◆ **Task requirements**: Return every entry below without alteration, reproducing each line in full.

Records excerpted from a collection:
━━━━━━━━━━
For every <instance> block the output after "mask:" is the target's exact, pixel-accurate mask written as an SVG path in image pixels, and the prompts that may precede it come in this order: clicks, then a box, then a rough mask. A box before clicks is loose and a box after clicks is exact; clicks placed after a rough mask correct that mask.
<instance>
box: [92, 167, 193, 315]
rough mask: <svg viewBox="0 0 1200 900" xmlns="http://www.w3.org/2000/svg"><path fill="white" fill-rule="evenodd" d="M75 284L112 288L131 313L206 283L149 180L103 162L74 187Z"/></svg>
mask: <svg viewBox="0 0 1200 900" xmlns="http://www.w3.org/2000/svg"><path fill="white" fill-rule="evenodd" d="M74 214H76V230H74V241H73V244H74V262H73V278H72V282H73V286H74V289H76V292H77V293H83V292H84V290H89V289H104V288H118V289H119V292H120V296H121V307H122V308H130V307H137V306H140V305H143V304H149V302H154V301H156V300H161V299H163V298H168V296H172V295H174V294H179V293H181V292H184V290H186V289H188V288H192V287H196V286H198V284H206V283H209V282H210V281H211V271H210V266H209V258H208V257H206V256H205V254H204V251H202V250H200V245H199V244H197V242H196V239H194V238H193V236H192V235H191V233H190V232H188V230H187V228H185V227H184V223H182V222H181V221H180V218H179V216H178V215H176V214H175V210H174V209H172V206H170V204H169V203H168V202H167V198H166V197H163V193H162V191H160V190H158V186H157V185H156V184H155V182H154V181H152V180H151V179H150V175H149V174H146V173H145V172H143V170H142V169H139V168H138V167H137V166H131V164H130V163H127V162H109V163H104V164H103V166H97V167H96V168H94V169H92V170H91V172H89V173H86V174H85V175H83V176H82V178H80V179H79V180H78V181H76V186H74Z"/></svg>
━━━━━━━━━━
◆ **Answer**:
For every <instance> block the output after "mask:" is the target's exact, pixel-accurate mask written as an SVG path in image pixels, and the prompts that may precede it come in this order: clicks, then a box, then a rough mask. A box before clicks is loose and a box after clicks is exact; clicks placed after a rough mask correct that mask.
<instance>
box: [92, 167, 193, 315]
rough mask: <svg viewBox="0 0 1200 900" xmlns="http://www.w3.org/2000/svg"><path fill="white" fill-rule="evenodd" d="M75 284L112 288L131 313L206 283L149 180L103 162L74 187Z"/></svg>
mask: <svg viewBox="0 0 1200 900" xmlns="http://www.w3.org/2000/svg"><path fill="white" fill-rule="evenodd" d="M74 214H76V230H74V241H73V244H74V262H73V278H72V282H73V286H74V289H76V292H77V293H83V292H84V290H89V289H104V288H118V289H119V292H120V296H121V307H122V308H130V307H137V306H140V305H143V304H149V302H154V301H156V300H161V299H163V298H168V296H172V295H174V294H179V293H181V292H184V290H186V289H188V288H192V287H196V286H198V284H206V283H209V282H210V281H211V271H210V266H209V258H208V257H206V256H205V254H204V251H202V250H200V245H199V244H197V242H196V239H194V238H193V236H192V235H191V233H190V232H188V230H187V228H185V227H184V223H182V222H181V221H180V218H179V216H178V215H176V214H175V210H174V209H172V206H170V204H169V203H168V202H167V198H166V197H163V193H162V191H160V190H158V186H157V185H156V184H155V182H154V181H152V180H151V179H150V175H149V174H146V173H145V172H143V170H142V169H139V168H138V167H137V166H131V164H130V163H127V162H109V163H104V164H103V166H97V167H96V168H94V169H92V170H91V172H89V173H86V174H85V175H83V176H82V178H80V179H79V180H78V181H76V186H74Z"/></svg>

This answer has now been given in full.